Copy word for word the part of the article on Oregon college spending that runs between "Less than a" and "the Great Recession.", inclusive.
== Text block
Oregon spending more on college students in last decade, but lagging behind national average
Published 1:00 pm Monday, August 8, 2022
- Shadows fall June 24, 2022, on Johnson Hall on the campus of the University of Oregon in Eugene. The State Higher Education Finance report from June shows Oregon’s state and local governments appropriated $7,395 higher education dollars per student in fiscal year 2021, the state’s highest per-student spending in 20 years.
SALEM — Oregon has clawed its way out of the bottom of state rankings for higher education spending, but is still far from reaching national averages for per-student funding, according to a national report.
The latest State Higher Education Finance report, released in June, shows Oregon’s state and local governments appropriated $7,395 higher education dollars per student in fiscal year 2021, the state’s highest per-student spending since 2001. That marks a 10% increase in per-student spending from 2020. Oregon is among a minority of states where spending has rebounded to pre-Great Recession levels.
But those numbers come with a big caveat, said Ben Cannon, director of the Oregon Higher Education Coordinating Commission, during a Hunt Institute panel on July 26. Student enrollment is way down, Cannon said, which skews per-student funding and is undermining school budgets.
Oregon also still lags far behind the national average of $9,327 in per-student spending, spends less on financial aid per-student than the national average and relies on students to shoulder an above-average share of higher education revenue.
“This is the story of mild gain, but a long way to go,” Cannon told The Oregonian. “When we look at those increasing investments, we see enormous remaining need.”
The COVID-19 pandemic upended typical higher education budget predictions, the State Higher Education Finance report confirmed. Typically, more students go to college during recessions and states tighten budgets and slash higher education funding. However, a different trend played out during the brief pandemic recession. Full-time enrollment plummeted a record 3% nationwide, wounding community colleges most. State lawmakers, expected to cut higher education funding, instead increased funding in college systems using federal stimulus dollars.
“Many states were committed to higher education by choosing to put stimulus funds, or their own state and local funds toward maintaining or increasing levels of funding,” Kelsey Kunkle, co-author of the report said during the Hunt Institute talk. “But it’s also really important to give this finding within the context that most states still haven’t fully recovered from the 2001 and 2008 recessions.”
Less than a decade ago, Oregon ranked among the bottom of states for per-student spending in higher education, after some of the steepest budget cuts in the country following the Great Recession.
The state has since made a 57% increase in higher education spending per-student, eclipsing pre-2008 recession funding levels, Cannon said. The latest report ranks Oregon 36th for per-student funding.
====
== Raw data
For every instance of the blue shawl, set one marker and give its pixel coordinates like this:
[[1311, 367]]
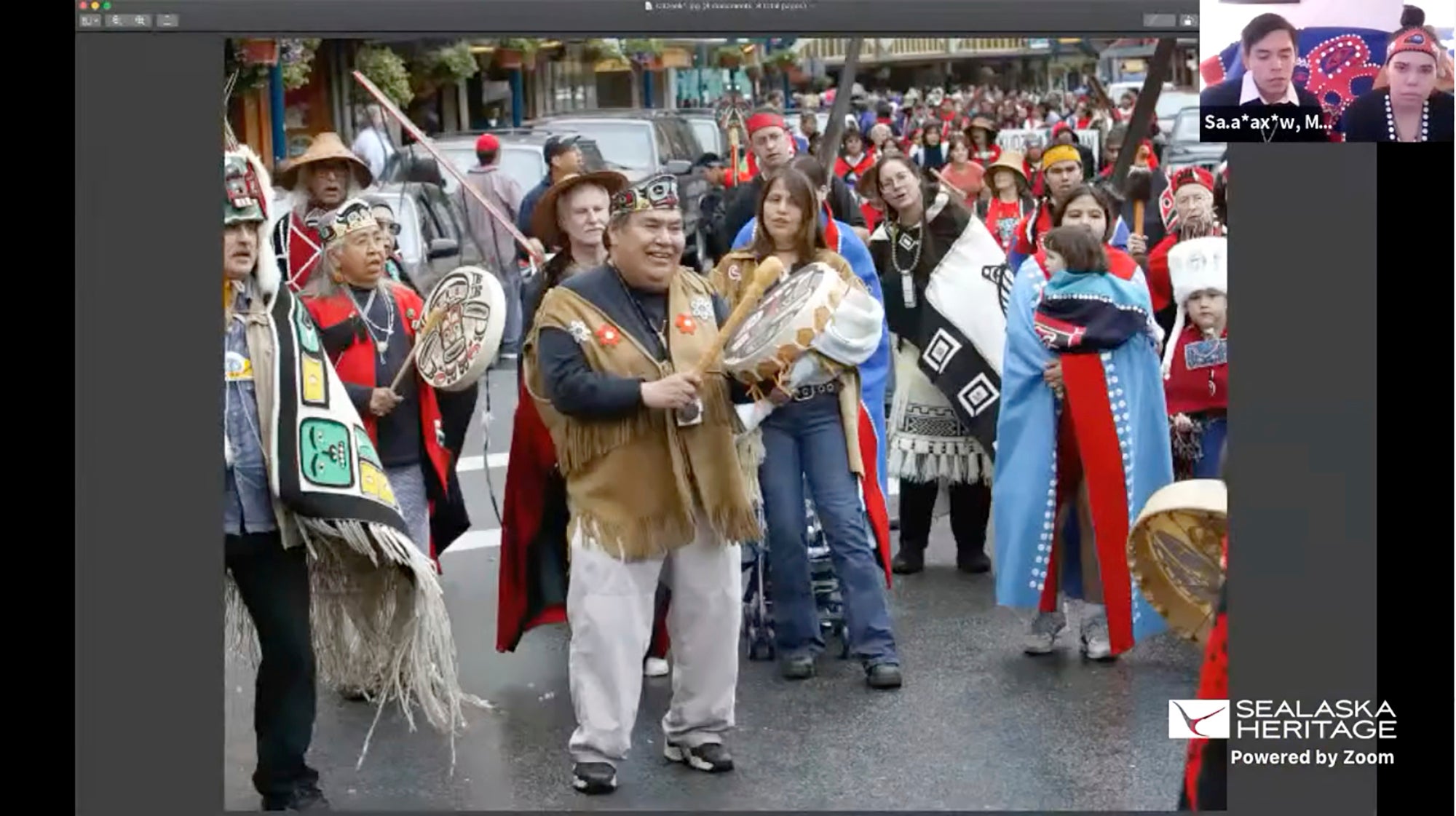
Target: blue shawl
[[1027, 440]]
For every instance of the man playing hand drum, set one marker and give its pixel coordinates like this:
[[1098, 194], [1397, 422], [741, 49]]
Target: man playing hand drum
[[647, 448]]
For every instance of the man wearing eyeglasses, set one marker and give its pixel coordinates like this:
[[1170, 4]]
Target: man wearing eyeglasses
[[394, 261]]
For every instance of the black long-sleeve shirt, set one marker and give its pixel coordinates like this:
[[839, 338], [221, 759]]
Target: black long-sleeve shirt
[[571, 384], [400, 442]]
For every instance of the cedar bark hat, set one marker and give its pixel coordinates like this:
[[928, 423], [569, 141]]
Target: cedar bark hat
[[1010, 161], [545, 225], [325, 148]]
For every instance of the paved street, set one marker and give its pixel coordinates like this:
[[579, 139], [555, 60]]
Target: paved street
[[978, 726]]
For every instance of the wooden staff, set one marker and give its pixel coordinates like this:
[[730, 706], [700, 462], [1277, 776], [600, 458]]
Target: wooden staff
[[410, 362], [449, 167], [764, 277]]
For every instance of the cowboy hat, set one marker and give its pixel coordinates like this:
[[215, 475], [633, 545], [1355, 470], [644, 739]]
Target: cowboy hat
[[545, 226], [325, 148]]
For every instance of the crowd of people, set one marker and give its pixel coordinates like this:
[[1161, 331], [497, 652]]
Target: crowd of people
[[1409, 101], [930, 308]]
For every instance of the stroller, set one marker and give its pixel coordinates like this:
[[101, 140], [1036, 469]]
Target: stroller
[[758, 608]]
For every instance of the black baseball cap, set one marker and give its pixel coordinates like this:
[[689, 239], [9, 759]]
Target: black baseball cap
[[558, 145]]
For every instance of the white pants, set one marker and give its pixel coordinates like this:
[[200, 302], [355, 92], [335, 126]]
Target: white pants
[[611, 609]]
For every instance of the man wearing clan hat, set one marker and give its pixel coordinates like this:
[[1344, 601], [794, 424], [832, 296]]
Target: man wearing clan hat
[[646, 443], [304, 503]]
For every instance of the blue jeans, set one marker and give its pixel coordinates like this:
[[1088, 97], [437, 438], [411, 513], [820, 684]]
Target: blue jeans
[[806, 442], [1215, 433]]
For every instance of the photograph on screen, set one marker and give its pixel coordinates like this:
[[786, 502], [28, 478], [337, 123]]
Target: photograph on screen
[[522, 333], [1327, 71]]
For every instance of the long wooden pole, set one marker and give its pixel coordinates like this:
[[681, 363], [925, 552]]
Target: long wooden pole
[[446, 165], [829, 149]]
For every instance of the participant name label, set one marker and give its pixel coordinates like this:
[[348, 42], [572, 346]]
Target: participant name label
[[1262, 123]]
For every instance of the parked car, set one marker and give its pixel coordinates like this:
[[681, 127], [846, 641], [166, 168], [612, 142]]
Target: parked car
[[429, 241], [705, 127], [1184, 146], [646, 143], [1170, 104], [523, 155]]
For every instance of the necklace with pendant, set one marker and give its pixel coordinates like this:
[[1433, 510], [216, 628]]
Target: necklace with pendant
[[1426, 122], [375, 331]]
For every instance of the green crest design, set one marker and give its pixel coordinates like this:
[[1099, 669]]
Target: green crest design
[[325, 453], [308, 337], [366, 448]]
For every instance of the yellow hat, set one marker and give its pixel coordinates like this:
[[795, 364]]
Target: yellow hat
====
Response area:
Less than a decade ago, Oregon ranked among the bottom of states for per-student spending in higher education, after some of the steepest budget cuts in the country following the Great Recession.